**What to produce**
Write out the records again, starting with the line that contains "Indicate every instance of the tram roof" and going on through the end of the records, swapping "field-survey log" for "inspection log" and leaving everything else unchanged.

**Material supplied**
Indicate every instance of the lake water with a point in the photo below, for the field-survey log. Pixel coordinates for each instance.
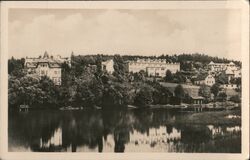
(117, 131)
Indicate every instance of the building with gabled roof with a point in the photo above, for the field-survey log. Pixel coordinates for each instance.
(46, 65)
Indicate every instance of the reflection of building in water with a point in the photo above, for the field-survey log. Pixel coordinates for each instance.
(108, 143)
(233, 129)
(155, 135)
(55, 139)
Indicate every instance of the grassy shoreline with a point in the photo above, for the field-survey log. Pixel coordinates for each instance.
(213, 118)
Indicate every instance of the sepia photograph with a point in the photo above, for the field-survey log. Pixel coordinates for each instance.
(105, 79)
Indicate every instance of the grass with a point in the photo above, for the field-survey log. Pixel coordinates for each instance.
(214, 118)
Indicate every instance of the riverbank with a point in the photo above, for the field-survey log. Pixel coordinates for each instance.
(227, 117)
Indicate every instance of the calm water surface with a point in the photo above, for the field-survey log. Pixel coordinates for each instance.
(117, 131)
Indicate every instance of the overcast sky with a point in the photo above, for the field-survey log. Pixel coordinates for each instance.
(141, 32)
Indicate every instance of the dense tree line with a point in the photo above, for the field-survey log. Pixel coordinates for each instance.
(85, 84)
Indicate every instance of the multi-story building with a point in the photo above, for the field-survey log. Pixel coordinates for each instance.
(108, 66)
(156, 67)
(209, 80)
(46, 66)
(218, 67)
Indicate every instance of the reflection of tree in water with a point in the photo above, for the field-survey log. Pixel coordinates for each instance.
(29, 128)
(83, 128)
(92, 128)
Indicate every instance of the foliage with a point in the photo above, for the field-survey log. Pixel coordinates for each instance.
(235, 98)
(215, 89)
(169, 76)
(222, 96)
(144, 96)
(179, 92)
(222, 78)
(16, 66)
(205, 92)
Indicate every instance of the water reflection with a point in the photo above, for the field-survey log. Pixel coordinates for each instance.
(117, 131)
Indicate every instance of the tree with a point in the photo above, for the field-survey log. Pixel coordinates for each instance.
(215, 89)
(16, 67)
(120, 68)
(222, 78)
(179, 92)
(144, 96)
(235, 98)
(169, 76)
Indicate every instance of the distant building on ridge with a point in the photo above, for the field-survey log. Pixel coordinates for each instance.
(46, 65)
(153, 67)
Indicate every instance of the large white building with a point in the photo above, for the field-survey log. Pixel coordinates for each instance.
(46, 66)
(209, 81)
(153, 67)
(218, 67)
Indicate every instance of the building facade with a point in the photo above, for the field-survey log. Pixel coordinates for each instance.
(156, 67)
(218, 67)
(108, 66)
(46, 66)
(209, 80)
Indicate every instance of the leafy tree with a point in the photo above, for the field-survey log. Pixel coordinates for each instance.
(139, 76)
(215, 89)
(16, 67)
(169, 76)
(144, 96)
(235, 98)
(222, 78)
(179, 92)
(205, 92)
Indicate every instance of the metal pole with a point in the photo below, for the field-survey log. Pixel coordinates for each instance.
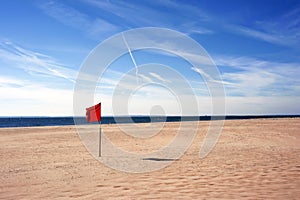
(100, 139)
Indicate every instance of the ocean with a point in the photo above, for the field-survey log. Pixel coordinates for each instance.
(61, 121)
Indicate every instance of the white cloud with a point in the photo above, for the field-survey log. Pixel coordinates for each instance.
(283, 30)
(34, 63)
(253, 77)
(71, 17)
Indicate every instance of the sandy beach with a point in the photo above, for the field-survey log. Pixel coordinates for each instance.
(253, 159)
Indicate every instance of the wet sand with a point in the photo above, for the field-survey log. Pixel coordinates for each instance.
(253, 159)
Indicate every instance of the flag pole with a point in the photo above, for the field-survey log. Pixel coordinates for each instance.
(100, 139)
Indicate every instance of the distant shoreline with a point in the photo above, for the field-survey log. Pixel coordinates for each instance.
(6, 122)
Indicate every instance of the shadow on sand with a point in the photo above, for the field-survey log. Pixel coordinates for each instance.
(160, 159)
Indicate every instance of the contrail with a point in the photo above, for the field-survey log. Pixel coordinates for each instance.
(132, 58)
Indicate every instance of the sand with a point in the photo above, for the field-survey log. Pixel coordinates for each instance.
(253, 159)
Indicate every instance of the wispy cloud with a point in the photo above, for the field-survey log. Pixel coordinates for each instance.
(254, 77)
(34, 63)
(69, 16)
(284, 30)
(156, 13)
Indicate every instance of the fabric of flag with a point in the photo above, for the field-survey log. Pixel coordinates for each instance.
(93, 114)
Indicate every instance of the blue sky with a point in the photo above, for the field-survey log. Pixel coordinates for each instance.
(255, 45)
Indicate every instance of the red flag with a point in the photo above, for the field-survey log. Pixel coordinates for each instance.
(93, 114)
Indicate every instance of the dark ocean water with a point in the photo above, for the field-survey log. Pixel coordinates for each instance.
(60, 121)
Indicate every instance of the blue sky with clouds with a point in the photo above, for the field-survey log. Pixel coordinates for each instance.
(255, 45)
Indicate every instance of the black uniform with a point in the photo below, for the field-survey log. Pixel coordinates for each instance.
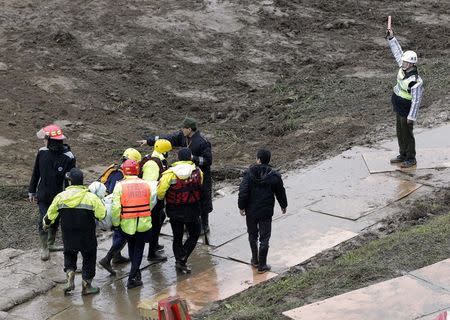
(48, 178)
(202, 157)
(257, 192)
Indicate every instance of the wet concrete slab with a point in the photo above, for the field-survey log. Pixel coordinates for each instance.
(224, 280)
(401, 298)
(114, 300)
(364, 196)
(295, 238)
(426, 159)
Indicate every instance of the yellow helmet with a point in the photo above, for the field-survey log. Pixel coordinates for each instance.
(163, 146)
(132, 154)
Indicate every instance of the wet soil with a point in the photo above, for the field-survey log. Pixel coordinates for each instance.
(416, 237)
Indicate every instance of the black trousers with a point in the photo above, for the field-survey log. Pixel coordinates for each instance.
(136, 245)
(261, 229)
(181, 250)
(157, 222)
(89, 260)
(405, 136)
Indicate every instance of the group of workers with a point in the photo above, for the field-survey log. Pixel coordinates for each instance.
(144, 189)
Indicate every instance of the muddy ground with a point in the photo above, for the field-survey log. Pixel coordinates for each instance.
(306, 78)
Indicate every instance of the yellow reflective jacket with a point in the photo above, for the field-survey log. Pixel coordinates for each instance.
(75, 197)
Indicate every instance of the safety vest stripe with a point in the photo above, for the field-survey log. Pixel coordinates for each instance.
(80, 206)
(135, 215)
(137, 206)
(134, 210)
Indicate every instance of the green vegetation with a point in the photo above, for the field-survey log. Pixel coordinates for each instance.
(407, 249)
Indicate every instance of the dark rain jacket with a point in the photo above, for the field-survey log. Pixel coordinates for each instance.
(258, 189)
(50, 167)
(202, 157)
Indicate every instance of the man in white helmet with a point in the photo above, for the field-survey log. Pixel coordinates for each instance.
(406, 100)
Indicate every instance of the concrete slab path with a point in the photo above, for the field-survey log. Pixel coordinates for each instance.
(328, 203)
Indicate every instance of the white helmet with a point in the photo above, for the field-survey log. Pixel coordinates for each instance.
(98, 189)
(409, 56)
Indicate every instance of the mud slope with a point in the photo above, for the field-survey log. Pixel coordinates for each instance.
(306, 78)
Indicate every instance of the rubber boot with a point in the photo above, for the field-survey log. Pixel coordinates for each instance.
(88, 288)
(51, 241)
(180, 265)
(118, 258)
(106, 264)
(254, 260)
(70, 285)
(45, 253)
(263, 266)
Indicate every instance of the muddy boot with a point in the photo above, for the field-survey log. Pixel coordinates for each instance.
(118, 258)
(70, 285)
(156, 257)
(106, 264)
(263, 266)
(181, 266)
(254, 260)
(51, 241)
(45, 253)
(88, 288)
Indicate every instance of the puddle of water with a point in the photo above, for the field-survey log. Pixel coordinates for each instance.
(225, 279)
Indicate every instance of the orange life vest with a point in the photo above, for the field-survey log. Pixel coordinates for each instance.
(135, 199)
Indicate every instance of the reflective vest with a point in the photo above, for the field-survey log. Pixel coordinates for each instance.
(185, 191)
(135, 199)
(402, 89)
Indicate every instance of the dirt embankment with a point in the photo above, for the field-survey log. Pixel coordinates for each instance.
(305, 78)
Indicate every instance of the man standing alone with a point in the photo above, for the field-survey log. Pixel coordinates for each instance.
(256, 200)
(406, 100)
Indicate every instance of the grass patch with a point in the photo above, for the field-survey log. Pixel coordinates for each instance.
(405, 250)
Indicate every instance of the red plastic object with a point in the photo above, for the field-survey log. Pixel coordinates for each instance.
(173, 308)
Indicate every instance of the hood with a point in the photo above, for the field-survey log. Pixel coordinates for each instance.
(183, 169)
(73, 195)
(262, 174)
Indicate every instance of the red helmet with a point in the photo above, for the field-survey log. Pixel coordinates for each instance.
(51, 131)
(130, 167)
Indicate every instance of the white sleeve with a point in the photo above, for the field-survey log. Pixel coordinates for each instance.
(416, 93)
(396, 50)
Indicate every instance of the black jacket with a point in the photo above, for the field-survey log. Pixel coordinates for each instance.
(50, 167)
(202, 157)
(258, 189)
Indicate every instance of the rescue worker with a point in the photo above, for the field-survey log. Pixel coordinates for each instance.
(406, 100)
(110, 177)
(133, 200)
(256, 200)
(78, 209)
(181, 186)
(52, 162)
(190, 137)
(152, 170)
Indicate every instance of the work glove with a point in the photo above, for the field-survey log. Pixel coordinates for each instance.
(389, 34)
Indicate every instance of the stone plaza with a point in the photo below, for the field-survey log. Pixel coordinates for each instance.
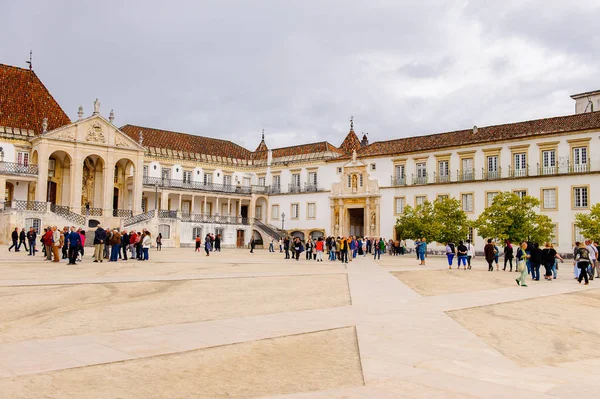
(240, 325)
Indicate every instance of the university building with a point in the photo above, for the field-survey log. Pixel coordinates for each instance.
(89, 171)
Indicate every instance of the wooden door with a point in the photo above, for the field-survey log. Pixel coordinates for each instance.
(240, 239)
(51, 192)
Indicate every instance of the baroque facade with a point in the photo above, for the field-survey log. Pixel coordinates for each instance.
(88, 172)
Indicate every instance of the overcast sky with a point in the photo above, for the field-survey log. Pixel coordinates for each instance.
(300, 68)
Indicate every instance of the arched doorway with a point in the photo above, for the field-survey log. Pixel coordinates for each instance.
(92, 187)
(58, 190)
(124, 185)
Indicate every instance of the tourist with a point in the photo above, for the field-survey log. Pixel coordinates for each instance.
(450, 252)
(31, 237)
(422, 250)
(470, 253)
(23, 240)
(15, 239)
(208, 244)
(522, 256)
(198, 240)
(159, 242)
(462, 255)
(99, 240)
(309, 249)
(115, 244)
(508, 254)
(74, 241)
(582, 257)
(319, 246)
(536, 260)
(488, 251)
(146, 244)
(56, 237)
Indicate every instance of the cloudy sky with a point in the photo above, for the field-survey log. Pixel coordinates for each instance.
(300, 68)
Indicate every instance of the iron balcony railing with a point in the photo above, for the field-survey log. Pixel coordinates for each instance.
(13, 168)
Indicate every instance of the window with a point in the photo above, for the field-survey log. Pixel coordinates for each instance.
(548, 162)
(311, 210)
(577, 235)
(196, 231)
(580, 197)
(399, 207)
(296, 179)
(490, 197)
(549, 198)
(521, 193)
(23, 158)
(166, 174)
(579, 159)
(165, 230)
(467, 202)
(520, 164)
(277, 181)
(295, 211)
(443, 171)
(33, 222)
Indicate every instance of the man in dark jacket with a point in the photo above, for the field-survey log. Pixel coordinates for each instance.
(15, 238)
(31, 237)
(99, 241)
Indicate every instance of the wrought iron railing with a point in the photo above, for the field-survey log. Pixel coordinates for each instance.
(142, 217)
(13, 168)
(65, 212)
(31, 206)
(91, 212)
(122, 213)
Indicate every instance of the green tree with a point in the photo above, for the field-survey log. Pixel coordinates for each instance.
(589, 223)
(442, 221)
(514, 218)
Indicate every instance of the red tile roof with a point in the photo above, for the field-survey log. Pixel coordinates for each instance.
(25, 101)
(489, 134)
(186, 143)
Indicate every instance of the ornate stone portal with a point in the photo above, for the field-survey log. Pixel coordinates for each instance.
(355, 202)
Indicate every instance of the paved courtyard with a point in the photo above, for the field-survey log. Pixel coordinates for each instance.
(240, 325)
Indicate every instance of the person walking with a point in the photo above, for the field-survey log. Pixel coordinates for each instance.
(74, 241)
(508, 254)
(99, 241)
(31, 237)
(488, 251)
(450, 252)
(521, 267)
(582, 257)
(15, 239)
(159, 242)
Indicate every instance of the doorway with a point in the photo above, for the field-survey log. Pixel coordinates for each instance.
(240, 239)
(357, 221)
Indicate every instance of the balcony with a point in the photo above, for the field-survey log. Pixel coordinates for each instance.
(12, 168)
(399, 180)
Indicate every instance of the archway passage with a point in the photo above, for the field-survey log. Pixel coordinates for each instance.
(357, 221)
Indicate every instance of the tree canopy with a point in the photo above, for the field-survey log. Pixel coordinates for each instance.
(589, 223)
(514, 218)
(442, 221)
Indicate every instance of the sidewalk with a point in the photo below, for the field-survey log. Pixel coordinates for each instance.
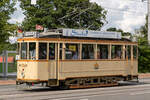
(7, 82)
(13, 81)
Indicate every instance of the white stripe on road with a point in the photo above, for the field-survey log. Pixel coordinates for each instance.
(140, 93)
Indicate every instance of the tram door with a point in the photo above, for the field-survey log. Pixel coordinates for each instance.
(55, 55)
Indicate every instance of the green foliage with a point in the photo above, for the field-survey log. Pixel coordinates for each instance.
(119, 30)
(144, 49)
(63, 14)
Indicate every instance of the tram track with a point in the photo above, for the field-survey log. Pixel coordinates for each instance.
(70, 93)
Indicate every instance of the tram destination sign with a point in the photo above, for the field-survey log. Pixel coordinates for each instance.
(91, 33)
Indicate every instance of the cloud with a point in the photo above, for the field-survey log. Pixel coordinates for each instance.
(125, 14)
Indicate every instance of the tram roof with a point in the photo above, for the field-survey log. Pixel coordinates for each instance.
(74, 33)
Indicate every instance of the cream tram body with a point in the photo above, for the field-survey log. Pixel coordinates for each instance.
(96, 61)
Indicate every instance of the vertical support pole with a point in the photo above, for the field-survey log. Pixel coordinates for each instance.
(63, 51)
(28, 50)
(95, 51)
(47, 51)
(37, 50)
(6, 70)
(3, 63)
(123, 50)
(131, 52)
(58, 63)
(109, 51)
(148, 8)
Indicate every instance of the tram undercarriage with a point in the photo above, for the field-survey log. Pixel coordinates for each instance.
(85, 82)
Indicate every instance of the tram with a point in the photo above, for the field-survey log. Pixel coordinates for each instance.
(74, 58)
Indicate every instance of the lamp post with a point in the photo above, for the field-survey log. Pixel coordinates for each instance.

**Correct answer**
Indicate every instance of the tram roof with a point in the photo above, for the inspection log. Pixel coordinates for each instance.
(74, 33)
Indicate every instance of the cream tram body with a point in the photo above, for the inspection log. Pixel coordinates for each instance.
(96, 61)
Indicate every instance of the vertical support pole with a point in the photo above, for the inspection log. Pixel coordinates for each instance.
(63, 51)
(28, 50)
(95, 51)
(47, 51)
(37, 50)
(6, 70)
(3, 63)
(123, 50)
(131, 52)
(58, 63)
(109, 51)
(148, 8)
Indicate every instance of the tram undercarriage with a point in the photo above, for the inspection log. Pixel coordinates for each instance.
(85, 82)
Indicate every instance of the tram with a point in the photo above, for the inspection log. Pixel coordinates for each instance.
(74, 58)
Indicate every instance of the lamp post with a point in the photo above, for the inspection log. Pixel coordinates for each instance.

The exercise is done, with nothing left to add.